Turn every line of the material below into a JSON list of strings, one string per line, with blank lines left out. Omit the pictures from the list.

§ **Provided records**:
--- Begin ---

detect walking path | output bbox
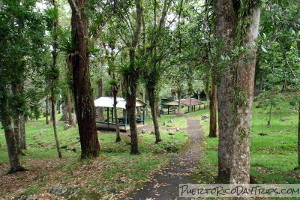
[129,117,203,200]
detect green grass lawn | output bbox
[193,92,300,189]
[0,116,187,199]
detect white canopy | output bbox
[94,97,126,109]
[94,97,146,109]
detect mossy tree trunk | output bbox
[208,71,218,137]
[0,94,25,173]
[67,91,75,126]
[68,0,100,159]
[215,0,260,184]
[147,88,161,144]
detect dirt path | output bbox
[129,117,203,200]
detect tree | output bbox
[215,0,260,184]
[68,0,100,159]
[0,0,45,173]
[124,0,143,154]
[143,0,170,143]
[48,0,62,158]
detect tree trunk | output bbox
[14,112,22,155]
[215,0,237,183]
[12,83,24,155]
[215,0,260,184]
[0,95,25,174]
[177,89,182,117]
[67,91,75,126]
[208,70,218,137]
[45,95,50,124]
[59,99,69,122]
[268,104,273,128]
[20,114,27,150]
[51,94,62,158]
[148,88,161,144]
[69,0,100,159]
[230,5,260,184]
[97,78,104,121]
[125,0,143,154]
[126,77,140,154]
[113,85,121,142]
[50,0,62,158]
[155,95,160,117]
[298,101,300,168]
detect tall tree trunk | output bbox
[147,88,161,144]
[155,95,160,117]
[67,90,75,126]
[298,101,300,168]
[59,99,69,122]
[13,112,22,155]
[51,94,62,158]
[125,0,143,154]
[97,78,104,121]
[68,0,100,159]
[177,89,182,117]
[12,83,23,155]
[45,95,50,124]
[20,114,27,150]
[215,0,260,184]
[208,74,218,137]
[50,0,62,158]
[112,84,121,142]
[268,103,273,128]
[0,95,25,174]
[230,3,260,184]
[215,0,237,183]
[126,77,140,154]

--- End ---

§ **Written response**:
[
  "detect walking path | output bbox",
  "[129,117,203,200]",
  "detect green grass lawn | output bbox",
  "[193,92,300,189]",
  "[0,116,187,199]",
  "detect white canopy | output bbox",
  "[94,97,126,109]",
  "[94,97,146,109]",
  "detect mossy tree trunk | output bbox",
  "[208,71,218,137]",
  "[0,94,25,173]",
  "[67,91,75,126]",
  "[68,0,100,159]",
  "[215,0,260,184]",
  "[147,88,161,144]",
  "detect dirt path | output bbox",
  "[129,117,203,200]",
  "detect tree | output bbox",
  "[215,0,260,184]",
  "[68,0,100,159]",
  "[0,0,45,173]",
  "[124,0,143,154]",
  "[143,0,170,143]",
  "[48,0,62,158]",
  "detect tree trunk | output bbox",
  "[14,112,22,155]",
  "[215,0,237,183]",
  "[12,83,24,155]",
  "[215,0,260,184]",
  "[0,95,25,174]",
  "[177,89,182,117]",
  "[67,91,75,126]",
  "[208,70,218,137]",
  "[45,95,50,124]",
  "[59,99,69,122]",
  "[268,104,273,128]",
  "[20,114,27,150]",
  "[51,94,62,158]",
  "[148,88,161,144]",
  "[69,0,100,159]",
  "[230,5,260,184]",
  "[97,78,104,121]",
  "[125,0,143,154]",
  "[126,77,140,154]",
  "[113,85,121,142]",
  "[50,0,62,158]",
  "[155,95,160,117]",
  "[298,101,300,168]",
  "detect tall tree trunk | output bbox",
  "[147,88,161,144]",
  "[155,95,160,117]",
  "[67,90,75,126]",
  "[298,101,300,168]",
  "[59,99,69,122]",
  "[13,112,22,155]",
  "[51,94,62,158]",
  "[125,0,143,154]",
  "[97,78,104,121]",
  "[68,0,100,159]",
  "[177,89,182,117]",
  "[12,83,23,155]",
  "[45,95,50,124]",
  "[20,114,27,150]",
  "[215,0,260,184]",
  "[208,74,218,137]",
  "[50,0,62,158]",
  "[112,84,121,142]",
  "[268,103,273,128]",
  "[0,95,25,174]",
  "[230,3,260,184]",
  "[215,0,237,183]",
  "[126,77,140,154]"
]